#### SUPPLIED TEXT

I know less about plants.  Obviously if they don’t make it through, the rest of life is in a bad way.  Goodbye to all tetrapod life if that happens, probably – no lizards no birds no rats.  But I suspect there are plants that will do well enough, even in a world that reaches a hundred sixty in the summer, choking in fire every year until the last scrap of tinder is mingled in deserts of ash.  The poles will not be quite that hardcore, some cool weeds will probably stick around and wait for a chance to spring back.  That will give a foothold for some insects and some kind of tetrapods.

If humans are lucky in all that, we’ll be living in tightly controlled environments with smaller populations.  Maybe underground.  We’ll be living off of vat-farmed algae and recycled garbage.  But what I’m most curious about in this moment of detachment is this – what animals will be the best survivors?  Who will be the lizards and bugs and weirdos that scrap back, diversify and repopulate the Earth?  If we’re lucky enough to still have dinosaurs, who will they be?  Ducks and chickens pulled off this feat once before, I bet they could do it again.

For the comments, I’d like to see people placing their bets on what animals survive this mess.  I, for one, believe that humans will be one of those animals – for good or ill.  But aside from eyebrow lice and gut flora, who will we be sharing the world with?

Comments

  1. lochaber says

    I’m going to suggest maybe critters that do okay in deserts, but are widespread into other areas, like coyotes and crows/ravens.

    But they also do really well because they are good at existing in/around human settlements, so I don’t know how that will change things…

  2. says

    Crows in the pacific northwest are remarkably good at operating in rain and snow. Lots of other birds flake out, and they’ll be turning over the moss in sidewalk cracks to get at worms and such. Respect. The problem coyotes have is the same problem humans will have – we are shit for diffusing heat. They’re not as bad off as two hundred pound monkeys, but they will have to change their range. They’ve done it before and probably they’ll work it out when time comes. As long as rodents live, I think coyotes will find a way to get by. Might have to do so entirely within the arctic circle.

########
#### DATA EXCERPTS

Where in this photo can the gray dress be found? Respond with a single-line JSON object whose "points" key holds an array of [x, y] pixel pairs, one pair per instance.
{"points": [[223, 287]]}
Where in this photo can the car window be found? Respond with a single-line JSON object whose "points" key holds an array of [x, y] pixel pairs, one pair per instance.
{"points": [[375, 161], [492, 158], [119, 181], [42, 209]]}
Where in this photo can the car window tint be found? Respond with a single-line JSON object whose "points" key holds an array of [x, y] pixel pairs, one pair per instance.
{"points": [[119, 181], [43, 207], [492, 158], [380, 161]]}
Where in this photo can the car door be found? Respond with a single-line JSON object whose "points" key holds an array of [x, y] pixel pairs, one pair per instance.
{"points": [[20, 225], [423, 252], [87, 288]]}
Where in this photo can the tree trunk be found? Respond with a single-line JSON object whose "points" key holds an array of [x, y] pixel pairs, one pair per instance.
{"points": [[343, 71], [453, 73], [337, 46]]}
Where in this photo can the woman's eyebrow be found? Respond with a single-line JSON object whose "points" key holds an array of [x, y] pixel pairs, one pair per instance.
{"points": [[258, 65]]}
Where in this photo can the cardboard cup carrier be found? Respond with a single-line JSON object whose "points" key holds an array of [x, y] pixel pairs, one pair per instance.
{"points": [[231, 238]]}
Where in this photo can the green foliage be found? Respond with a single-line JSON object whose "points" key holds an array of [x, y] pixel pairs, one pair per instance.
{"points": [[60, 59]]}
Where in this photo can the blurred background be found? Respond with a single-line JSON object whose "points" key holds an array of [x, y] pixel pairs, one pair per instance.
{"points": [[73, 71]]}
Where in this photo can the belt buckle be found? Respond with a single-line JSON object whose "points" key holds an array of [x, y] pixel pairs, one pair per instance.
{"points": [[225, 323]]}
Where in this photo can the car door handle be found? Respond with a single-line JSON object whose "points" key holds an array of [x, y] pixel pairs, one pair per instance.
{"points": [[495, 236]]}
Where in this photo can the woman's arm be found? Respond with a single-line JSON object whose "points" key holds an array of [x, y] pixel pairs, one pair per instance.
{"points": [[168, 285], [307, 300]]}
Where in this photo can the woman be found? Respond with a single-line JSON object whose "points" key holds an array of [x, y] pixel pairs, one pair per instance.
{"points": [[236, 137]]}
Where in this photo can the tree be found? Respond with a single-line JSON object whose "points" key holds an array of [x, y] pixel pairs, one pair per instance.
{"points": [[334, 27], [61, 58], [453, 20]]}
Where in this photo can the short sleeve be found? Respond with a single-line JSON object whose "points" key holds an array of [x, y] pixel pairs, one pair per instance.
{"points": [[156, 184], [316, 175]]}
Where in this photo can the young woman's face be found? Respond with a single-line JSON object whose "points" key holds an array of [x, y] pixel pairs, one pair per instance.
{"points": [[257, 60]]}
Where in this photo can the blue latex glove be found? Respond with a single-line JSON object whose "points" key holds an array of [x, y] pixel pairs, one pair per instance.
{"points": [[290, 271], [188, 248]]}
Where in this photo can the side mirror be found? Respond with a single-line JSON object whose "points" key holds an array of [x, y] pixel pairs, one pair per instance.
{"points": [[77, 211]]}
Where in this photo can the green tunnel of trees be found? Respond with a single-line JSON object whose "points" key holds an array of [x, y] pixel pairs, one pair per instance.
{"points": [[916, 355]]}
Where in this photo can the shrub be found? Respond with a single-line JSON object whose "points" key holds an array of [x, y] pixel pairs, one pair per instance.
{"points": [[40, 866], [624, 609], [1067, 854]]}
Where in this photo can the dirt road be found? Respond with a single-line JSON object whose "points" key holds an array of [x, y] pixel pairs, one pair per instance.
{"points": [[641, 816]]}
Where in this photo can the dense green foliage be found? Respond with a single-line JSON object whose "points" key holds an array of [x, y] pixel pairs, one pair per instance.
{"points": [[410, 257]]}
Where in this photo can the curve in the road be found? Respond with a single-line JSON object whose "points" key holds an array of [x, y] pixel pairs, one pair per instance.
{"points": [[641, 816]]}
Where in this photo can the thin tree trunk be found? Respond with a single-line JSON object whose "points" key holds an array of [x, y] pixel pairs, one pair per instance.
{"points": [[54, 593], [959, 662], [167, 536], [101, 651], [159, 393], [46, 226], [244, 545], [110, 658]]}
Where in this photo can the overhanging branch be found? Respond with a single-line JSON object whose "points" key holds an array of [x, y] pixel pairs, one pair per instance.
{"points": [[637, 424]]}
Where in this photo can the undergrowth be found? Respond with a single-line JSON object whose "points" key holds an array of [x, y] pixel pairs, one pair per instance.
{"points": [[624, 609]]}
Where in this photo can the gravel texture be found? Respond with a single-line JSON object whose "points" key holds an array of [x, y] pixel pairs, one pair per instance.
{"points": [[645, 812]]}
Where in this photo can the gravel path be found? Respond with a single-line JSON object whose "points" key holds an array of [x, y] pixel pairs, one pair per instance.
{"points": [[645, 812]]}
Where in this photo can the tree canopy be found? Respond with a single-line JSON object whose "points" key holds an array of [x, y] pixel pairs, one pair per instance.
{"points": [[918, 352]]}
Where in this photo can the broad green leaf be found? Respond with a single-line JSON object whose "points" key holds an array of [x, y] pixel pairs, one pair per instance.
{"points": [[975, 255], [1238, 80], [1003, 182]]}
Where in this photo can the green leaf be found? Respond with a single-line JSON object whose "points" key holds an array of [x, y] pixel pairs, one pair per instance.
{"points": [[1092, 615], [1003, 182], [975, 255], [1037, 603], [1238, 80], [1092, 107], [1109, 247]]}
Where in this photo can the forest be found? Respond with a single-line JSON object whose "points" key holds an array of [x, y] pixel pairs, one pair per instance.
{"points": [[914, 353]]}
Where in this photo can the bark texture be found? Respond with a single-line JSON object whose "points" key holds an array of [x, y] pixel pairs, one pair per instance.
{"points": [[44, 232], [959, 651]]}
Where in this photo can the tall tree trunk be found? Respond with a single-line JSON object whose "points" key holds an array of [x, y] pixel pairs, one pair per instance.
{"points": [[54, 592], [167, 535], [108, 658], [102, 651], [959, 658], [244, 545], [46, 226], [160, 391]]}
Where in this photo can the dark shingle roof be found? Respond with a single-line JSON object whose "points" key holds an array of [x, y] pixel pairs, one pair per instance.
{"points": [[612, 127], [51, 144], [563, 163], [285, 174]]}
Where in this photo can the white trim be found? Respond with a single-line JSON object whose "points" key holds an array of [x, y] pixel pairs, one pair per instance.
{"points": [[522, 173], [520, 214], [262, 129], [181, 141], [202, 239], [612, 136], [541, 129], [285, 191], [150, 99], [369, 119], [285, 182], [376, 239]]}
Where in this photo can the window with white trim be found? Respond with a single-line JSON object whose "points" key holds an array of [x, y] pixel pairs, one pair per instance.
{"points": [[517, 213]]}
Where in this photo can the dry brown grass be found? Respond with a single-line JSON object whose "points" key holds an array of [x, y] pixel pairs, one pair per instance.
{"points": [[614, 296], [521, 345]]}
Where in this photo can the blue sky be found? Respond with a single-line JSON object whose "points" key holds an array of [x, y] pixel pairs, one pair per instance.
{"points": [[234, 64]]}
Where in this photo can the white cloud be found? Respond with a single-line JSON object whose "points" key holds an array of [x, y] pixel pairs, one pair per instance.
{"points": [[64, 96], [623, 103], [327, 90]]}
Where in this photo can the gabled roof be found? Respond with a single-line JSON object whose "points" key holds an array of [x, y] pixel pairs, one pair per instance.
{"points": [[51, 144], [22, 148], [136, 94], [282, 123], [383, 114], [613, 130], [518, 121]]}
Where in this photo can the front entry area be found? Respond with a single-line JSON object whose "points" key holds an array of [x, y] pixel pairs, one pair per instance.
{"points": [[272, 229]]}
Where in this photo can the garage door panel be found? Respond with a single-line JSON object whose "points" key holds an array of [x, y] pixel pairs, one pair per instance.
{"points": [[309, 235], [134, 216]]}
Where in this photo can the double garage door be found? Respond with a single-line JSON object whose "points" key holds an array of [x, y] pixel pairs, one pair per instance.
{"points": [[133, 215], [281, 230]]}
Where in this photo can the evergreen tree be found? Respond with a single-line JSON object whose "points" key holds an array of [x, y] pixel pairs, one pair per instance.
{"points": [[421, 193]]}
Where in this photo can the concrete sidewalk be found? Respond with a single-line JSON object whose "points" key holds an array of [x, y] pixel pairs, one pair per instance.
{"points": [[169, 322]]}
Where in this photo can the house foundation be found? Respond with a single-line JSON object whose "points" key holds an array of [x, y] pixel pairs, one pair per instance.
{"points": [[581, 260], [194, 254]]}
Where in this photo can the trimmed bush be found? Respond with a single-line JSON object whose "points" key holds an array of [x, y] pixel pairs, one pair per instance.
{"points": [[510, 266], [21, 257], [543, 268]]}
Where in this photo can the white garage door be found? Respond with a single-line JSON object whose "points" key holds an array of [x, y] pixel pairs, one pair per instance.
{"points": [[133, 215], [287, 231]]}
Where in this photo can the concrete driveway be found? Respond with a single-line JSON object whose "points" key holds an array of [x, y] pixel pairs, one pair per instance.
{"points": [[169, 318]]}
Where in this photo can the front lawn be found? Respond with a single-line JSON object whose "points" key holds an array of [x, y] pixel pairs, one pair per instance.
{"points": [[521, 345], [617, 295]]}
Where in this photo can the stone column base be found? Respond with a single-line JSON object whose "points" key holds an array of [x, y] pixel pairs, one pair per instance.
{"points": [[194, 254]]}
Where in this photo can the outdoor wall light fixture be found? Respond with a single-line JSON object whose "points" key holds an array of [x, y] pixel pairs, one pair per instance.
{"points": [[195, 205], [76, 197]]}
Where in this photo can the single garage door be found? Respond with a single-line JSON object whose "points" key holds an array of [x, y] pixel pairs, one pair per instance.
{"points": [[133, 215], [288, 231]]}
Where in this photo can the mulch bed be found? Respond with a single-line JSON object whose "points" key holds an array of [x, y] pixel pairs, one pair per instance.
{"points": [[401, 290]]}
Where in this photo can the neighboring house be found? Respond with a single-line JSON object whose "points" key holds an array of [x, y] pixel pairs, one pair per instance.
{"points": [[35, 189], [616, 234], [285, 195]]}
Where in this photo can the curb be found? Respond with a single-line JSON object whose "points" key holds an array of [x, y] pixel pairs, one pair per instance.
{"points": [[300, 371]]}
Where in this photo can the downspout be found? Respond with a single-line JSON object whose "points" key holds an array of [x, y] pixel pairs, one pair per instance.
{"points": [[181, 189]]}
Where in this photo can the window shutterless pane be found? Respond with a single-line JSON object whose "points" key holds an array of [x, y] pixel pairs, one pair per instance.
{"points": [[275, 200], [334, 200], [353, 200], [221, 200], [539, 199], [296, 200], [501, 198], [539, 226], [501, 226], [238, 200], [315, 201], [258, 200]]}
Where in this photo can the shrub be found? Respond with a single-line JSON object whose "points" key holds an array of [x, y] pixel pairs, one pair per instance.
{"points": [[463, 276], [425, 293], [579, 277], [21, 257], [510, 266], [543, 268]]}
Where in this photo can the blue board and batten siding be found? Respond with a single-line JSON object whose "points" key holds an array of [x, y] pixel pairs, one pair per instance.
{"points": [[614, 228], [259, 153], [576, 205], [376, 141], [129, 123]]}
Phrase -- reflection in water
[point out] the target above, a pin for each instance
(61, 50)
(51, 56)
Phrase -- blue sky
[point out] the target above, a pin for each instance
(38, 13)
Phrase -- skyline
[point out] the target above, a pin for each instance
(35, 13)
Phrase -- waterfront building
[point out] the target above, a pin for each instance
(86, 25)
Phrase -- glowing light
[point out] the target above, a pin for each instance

########

ACTIVITIES -
[A] In the post about which animals might survive a much hotter Earth, what does the writer say lucky humans would live off of?
[B] Carry on the post and comments about which animals might survive a much hotter Earth from the point where they stop.
The listing has nothing to do with the post about which animals might survive a much hotter Earth.

WRITTEN RESPONSES -
[A] Vat-farmed algae and recycled garbage.

[B]
  3. says

    Birds can do well by traveling efficiently to far-flung food sources. Reptiles and amphibians get by without much food by going lazy. Cave-dwelling olms have to be breaking records on that. I read one managed to not move and inch and not eat a bite for fifteen years.

  4. lochaber says

    and after a bit of thought, and a re-reading…

    I don’t know about that “160F temps” bit…

    Isn’t that about the temp that people test their cooking to make sure it’s safe to eat? as in, it kills pretty much all parasites and pathogens? (and those are things that tend to be more likely to survive extreme events/scenarios)

    I guess critters can maybe learn to seek cooler areas to shelter in during the day and forage at night, or maybe migrate or something, but plants don’t really have that option, and without plants, we won’t have anything resembling an ecosystem we recognize.

    Part of me wants to try and imagine how this will be self-correcting once human society collapses, and all of our carbon streams are abruptly cut off, but that doesn’t take into account the various feedback cycles and such that will continue regardless of humans efforts, so long as a temperature threshold is crossed.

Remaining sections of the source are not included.